U.S. Army base in Georgia, 1902–1946

Fort Oglethorpe was a United States Army post in the U.S. state of Georgia.

==History==
It was established in a 1902 regulation, and received its first contingent in 1904. It served largely as a cavalry post for the 6th Cavalry. During World War I, Fort Oglethorpe housed 4,000 German prisoners of war and civilian detainees. During World War I and World War II, it served as an induction and processing center. During World War II, it was a major training center for the Women's Army Corps.

Originally established with the purchase of 813 acres by the US Government, Fort Oglethorpe also expanded into the territory of the adjacent Chickamauga and Chattanooga National Military Park. (All facilities were removed from the park after the end of WW2, and no evidence remains today.) The Fort was considered to be one of the most modern in the country, and it was used for many things. The Fort saw extensive field-testing of the Bantam Reconnaissance Car, later to be known as the "Jeep." The Fort was also a major factor in the development of various forms of the Mobile Army Surgical Hospital, or "MASH," and the perfection of many medical techniques used in trench warfare. Then-Captain Dwight D. Eisenhower served here for four months in 1917 as an instructor.

Records shown:
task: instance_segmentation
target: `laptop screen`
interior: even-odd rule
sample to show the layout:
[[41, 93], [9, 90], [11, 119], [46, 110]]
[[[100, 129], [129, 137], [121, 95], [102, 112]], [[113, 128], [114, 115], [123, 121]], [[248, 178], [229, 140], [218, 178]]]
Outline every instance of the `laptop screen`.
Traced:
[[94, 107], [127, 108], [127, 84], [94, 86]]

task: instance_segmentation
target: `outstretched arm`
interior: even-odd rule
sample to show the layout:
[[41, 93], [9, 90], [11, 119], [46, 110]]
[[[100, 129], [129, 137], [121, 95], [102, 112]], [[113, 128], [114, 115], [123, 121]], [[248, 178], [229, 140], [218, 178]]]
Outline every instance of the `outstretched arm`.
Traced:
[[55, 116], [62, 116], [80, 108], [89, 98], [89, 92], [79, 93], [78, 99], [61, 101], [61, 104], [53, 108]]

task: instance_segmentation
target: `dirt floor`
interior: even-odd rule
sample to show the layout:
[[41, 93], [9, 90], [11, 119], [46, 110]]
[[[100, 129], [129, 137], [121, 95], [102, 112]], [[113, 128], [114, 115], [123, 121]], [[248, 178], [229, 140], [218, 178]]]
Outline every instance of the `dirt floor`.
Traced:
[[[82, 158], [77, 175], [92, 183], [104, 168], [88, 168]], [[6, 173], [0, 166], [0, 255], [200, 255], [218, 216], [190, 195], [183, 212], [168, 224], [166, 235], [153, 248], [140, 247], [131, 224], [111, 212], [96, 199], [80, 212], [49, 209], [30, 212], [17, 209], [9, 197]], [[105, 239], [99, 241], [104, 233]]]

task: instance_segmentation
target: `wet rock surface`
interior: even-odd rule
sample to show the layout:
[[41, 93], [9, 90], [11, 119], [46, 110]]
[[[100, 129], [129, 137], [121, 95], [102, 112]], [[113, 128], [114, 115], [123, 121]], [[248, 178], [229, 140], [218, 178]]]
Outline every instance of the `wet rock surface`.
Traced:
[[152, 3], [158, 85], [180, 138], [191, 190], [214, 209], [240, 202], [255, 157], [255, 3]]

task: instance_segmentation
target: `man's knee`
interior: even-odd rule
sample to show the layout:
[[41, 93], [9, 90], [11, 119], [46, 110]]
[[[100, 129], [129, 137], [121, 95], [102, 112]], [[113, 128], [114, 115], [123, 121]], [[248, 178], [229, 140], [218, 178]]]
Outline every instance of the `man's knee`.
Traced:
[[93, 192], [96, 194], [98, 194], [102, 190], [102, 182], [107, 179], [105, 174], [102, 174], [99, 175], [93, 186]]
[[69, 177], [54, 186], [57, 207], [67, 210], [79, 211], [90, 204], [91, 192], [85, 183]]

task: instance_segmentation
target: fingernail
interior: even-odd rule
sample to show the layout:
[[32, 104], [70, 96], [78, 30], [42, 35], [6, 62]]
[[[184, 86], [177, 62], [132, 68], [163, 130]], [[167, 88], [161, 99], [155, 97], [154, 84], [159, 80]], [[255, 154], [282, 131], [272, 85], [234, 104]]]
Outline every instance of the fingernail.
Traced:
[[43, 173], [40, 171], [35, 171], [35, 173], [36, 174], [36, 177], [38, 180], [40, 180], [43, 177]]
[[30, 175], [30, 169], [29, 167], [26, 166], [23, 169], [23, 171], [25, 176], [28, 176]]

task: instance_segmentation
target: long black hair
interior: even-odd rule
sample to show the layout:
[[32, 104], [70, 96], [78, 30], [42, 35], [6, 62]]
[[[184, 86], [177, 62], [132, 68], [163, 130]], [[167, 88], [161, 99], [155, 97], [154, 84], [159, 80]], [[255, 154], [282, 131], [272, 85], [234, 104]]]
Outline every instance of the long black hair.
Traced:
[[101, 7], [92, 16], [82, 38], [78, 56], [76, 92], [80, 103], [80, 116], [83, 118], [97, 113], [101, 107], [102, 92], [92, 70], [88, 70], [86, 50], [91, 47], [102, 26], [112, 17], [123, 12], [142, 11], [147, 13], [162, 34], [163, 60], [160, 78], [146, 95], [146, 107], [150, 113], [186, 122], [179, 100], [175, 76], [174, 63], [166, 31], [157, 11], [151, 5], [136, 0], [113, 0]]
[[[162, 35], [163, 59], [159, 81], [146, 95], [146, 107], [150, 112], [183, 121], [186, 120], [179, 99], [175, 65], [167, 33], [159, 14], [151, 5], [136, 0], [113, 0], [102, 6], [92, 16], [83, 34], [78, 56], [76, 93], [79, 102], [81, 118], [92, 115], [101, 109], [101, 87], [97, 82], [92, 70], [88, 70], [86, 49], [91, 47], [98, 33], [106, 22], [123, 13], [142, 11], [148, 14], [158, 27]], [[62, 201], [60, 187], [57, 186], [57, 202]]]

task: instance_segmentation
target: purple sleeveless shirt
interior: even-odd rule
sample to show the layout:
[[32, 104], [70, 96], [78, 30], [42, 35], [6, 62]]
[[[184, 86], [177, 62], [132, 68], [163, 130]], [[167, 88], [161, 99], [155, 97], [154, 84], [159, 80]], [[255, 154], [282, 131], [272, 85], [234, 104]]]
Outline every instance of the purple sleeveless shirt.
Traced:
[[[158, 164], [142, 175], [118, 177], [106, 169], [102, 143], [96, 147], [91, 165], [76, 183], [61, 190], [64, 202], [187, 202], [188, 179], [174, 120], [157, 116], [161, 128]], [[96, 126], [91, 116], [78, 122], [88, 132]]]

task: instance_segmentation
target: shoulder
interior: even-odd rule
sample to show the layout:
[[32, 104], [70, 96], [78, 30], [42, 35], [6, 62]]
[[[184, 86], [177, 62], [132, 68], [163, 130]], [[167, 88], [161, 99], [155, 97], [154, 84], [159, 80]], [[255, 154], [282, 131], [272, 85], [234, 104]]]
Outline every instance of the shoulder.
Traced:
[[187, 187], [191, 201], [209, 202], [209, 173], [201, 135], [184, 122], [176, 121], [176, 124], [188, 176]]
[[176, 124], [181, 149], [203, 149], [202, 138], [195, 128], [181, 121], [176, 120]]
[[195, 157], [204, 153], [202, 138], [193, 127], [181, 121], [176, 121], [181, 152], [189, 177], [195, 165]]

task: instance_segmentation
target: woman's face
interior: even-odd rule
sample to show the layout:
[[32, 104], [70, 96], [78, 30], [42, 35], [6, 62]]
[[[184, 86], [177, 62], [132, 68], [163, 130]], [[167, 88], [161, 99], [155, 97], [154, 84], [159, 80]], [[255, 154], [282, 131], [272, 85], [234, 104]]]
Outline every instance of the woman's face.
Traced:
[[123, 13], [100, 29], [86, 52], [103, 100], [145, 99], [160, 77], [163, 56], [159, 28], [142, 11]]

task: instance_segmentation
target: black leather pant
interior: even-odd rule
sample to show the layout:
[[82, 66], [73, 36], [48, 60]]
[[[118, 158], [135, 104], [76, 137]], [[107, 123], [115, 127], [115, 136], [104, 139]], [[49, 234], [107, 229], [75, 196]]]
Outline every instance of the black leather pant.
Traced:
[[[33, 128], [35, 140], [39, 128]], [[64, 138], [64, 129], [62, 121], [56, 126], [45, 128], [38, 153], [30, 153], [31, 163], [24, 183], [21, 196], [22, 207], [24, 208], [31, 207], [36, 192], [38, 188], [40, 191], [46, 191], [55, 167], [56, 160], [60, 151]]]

Exercise requirements:
• 1. According to the Fort Oglethorpe history, how many German prisoners of war and civilian detainees did the post house during World War I?
• 2. Continue the Fort Oglethorpe history from where it stops.

Answers for the exercise:
• 1. 4,000

• 2.
In the 1930s, soldiers played polo with Summerfield Johnston Sr. (Summerfield Johnston Jr.'s father), of the Coca-Cola Bottling Company, later known as Coca-Cola Enterprises, at Fort Oglethorpe and on the Johnston farm in McDonald, Tennessee. Polo and other pursuits were considered by the Army to be an important way for soldiers to maintain their riding skills in the years between World Wars 1 and 2, and the Fort hosted both horse shows and national competitions.

The post was declared surplus after World War II and sold. The final flag was lowered at 5:00 PM on December 31, 1946. The majority of the old post formed the nucleus for the present community of Fort Oglethorpe, Georgia. Incorporated in February, 1949, it was the first city to be incorporated in Georgia after World War 2.